Exercise inputs START
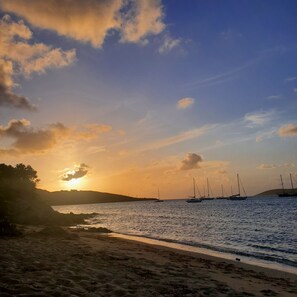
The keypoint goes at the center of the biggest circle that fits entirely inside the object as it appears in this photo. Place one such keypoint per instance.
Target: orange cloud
(90, 20)
(191, 161)
(289, 130)
(28, 140)
(185, 103)
(78, 172)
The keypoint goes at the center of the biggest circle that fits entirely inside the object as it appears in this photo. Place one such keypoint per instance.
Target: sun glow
(74, 183)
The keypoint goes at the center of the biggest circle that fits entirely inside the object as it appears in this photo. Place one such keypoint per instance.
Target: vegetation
(20, 203)
(84, 197)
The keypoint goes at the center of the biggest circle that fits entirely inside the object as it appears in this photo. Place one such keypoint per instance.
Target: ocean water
(258, 228)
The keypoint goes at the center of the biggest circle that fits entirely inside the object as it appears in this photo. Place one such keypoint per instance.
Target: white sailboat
(238, 196)
(159, 200)
(194, 199)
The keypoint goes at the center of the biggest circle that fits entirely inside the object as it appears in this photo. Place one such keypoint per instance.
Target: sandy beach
(59, 262)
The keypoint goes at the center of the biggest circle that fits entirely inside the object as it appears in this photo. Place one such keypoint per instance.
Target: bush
(8, 229)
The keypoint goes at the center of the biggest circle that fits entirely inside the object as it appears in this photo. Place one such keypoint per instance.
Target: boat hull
(194, 200)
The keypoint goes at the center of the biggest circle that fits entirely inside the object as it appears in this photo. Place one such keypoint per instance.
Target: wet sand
(55, 262)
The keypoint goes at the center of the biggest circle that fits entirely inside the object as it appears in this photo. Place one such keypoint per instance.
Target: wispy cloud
(289, 130)
(259, 118)
(222, 77)
(273, 166)
(191, 161)
(27, 140)
(18, 55)
(184, 136)
(169, 44)
(289, 79)
(91, 21)
(185, 103)
(272, 97)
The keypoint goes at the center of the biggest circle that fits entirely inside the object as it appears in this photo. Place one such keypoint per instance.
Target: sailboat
(238, 196)
(208, 196)
(194, 199)
(223, 195)
(287, 194)
(159, 200)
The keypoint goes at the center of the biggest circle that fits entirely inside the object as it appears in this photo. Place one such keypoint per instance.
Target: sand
(56, 262)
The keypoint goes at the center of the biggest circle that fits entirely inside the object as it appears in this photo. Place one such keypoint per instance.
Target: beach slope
(56, 262)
Exercise inputs END
What you have to do:
In the answer, the data should reappear exactly, with no pictures.

Response:
The keypoint goes at the center of the biggest circle that fits entirely inside the object as it appears in this photo. Place one such keypoint per instance.
Target: orange cloud
(90, 20)
(191, 161)
(289, 130)
(28, 140)
(185, 103)
(78, 172)
The keypoint goes at the center of the biggest circle that fits entirely inside the object as it appears in this photo. Place one such keypoint per instance.
Target: sun glow
(74, 183)
The keypoint goes at the center of the biggest circle that fits entirely inside the object as it appears in this photo. Place one such keypoint per instance.
Target: vegetation
(20, 203)
(84, 197)
The keypoint goes at the center of the biggest circle that fits entirely inside the object as it appears in this photo. Place one such keypoint per instance.
Target: ocean water
(258, 228)
The keypoint goes at the center of the biggest circle that fits entirely inside the object as it appears in this photo. Place one such keypoint per instance.
Target: white sailboat
(238, 196)
(159, 200)
(194, 199)
The keypoint goes at the center of the biggest circle that fits entirely inside the object as it appears in this photo. Place one such keypoint per instance.
Target: sandy beach
(59, 262)
The keypoint goes at the center of the biggest circle that fits entirely inside the object as it appears in this photo. Place one such keypoint per instance.
Target: bush
(8, 229)
The keypoint goes at the center of the biggest circle that fits entirely inside the object as it appears in this photo. Place one such keypoint per instance.
Target: boat hull
(194, 200)
The keypoint goes at the center of the biggest circle that fits entirely inside the object as it appears in this photo. Place one such keypoint per instance.
Target: wet sand
(55, 262)
The keypoint goes at the center of the biggest circle that fits entirely inside the object as it appears in this photo. Place one such keypoint per instance.
Target: wispy cloud
(289, 130)
(259, 118)
(222, 77)
(273, 166)
(191, 161)
(27, 140)
(18, 55)
(184, 136)
(169, 44)
(289, 79)
(91, 21)
(185, 103)
(272, 97)
The keypoint goes at the center of the biggest circle that fits entirely inside the object as it appears in this photo. Place one such keypoint per instance.
Target: sailboat
(238, 196)
(208, 196)
(194, 199)
(223, 195)
(287, 194)
(159, 200)
The keypoint goes at the center of the biggest circle that fits entirely inside the object as it appears in this photo. Place one such keypoint per instance.
Target: sand
(56, 262)
The keypoint goes at the center of the biggest circle that fits entirely inside the object as it appears in this photo. Place one such keypoint per instance.
Target: beach slope
(56, 262)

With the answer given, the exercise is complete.